What is required
Repeat the data below with no changes.

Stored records
++++++
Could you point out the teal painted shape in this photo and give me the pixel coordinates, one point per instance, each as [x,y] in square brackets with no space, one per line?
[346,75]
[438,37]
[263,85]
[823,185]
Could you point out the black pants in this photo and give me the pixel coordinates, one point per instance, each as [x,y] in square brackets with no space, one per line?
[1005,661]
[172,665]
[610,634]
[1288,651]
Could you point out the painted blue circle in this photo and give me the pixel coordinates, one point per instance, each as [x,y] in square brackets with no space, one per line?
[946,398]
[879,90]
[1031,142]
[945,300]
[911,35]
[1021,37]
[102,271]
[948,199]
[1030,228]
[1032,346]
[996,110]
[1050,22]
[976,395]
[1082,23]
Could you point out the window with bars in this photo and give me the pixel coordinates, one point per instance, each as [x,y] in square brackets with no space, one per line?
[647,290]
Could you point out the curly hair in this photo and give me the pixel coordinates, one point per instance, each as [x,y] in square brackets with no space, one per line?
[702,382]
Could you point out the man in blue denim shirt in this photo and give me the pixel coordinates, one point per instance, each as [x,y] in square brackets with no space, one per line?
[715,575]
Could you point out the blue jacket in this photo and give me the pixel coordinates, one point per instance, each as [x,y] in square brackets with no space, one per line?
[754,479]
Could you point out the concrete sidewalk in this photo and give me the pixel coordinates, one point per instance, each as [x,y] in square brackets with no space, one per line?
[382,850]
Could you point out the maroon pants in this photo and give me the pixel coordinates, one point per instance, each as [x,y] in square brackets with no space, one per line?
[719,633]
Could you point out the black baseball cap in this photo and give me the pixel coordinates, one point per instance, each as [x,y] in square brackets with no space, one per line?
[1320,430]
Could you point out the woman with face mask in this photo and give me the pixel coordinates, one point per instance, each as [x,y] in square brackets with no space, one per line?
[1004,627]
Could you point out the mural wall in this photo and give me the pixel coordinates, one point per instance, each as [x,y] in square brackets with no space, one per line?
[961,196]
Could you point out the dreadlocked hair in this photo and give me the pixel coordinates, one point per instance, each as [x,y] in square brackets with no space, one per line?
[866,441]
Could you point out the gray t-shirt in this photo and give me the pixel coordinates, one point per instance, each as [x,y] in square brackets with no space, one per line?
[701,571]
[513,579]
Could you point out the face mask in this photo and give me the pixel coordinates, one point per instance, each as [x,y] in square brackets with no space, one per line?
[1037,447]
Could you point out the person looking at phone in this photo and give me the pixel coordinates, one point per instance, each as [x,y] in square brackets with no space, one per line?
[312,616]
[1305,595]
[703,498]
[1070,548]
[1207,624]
++++++
Response box
Could you point out the teal painted shape in this photo and give me the pixel coordinates, one point per instance, each as [x,y] in square brackets with no space, one per line?
[346,75]
[438,37]
[263,85]
[823,185]
Could you point out the black pants in this photo and give me the pixel coordinates, one point per instance, each as [x,y] in square brackets with no space, one per line?
[1005,661]
[172,665]
[610,634]
[1288,651]
Could you point out the painted blue circle in this photo and give me the pixel coordinates, one point per instance, each as [x,y] in square brackets with no space, one per line?
[946,398]
[879,90]
[1031,142]
[945,300]
[911,35]
[1021,37]
[102,271]
[948,199]
[1030,228]
[1032,346]
[996,110]
[1050,22]
[976,395]
[1082,23]
Could you point out the window with bars in this photo and give me the pixel coordinates, one point per instance, each as [x,y] in square brackets with no space, one per line?
[647,290]
Could you point out the curly hair in this photo and give me the pixel coordinates, one point per instance, each as [x,y] in square brackets with no space, one per line?
[702,382]
Could you point out the man in blue denim shirt in this photo and give me the pixel coordinates, one point per instance, each as [x,y] in square brackets with no space, one per line?
[715,575]
Could you point out the blue jacket in this photo and give me the pixel coordinates, one point per instance, each as [x,y] in square brackets with no space, one per line?
[754,479]
Could you point out the concrete sidewalk in this photo and give me the pixel coordinates, one point per instance, each as [x,y] in square brackets with no space, one per line?
[382,850]
Could you point out the maroon pants in this photo and give me the pixel coordinates, one point per instance, each as [x,y] in square brackets with no space, one per line?
[719,633]
Could you point out the black baseball cap in this photo and give me the pixel coordinates, one point per instance, each as [x,y] in square brackets with no space, one per line?
[1320,430]
Could you point out the woman with face mask in this photo and give me the pixel coordinates, one point per instance, each as [x,y] in square brackets with no space, one per line?
[1004,627]
Could you point out the mural wall in this photo and give me the pixel coordinates, one point per instance, each as [x,y] in square brackets with no space, one per line?
[961,196]
Could you point out the dreadlocked hair in this photo and give me the pixel coordinates, one point per instance, each as [x,y] in square brackets with no space, one per line?
[866,441]
Could you point out the gray t-shirt in this photo and give me the pixel coordinates, one point per instance, each as [x,y] in square brackets with no space, one per line?
[701,571]
[513,579]
Could you point out the face mask in this photo and give me the pixel coordinates, one point per instance, each as [x,y] in square brackets with no space, one per line?
[1037,447]
Could you point out the person looking at phone in this photo and give me the pixel coordinates, one point per instance, each as [x,y] in square brackets with no space, one per line?
[312,616]
[1305,595]
[703,498]
[1070,548]
[1207,624]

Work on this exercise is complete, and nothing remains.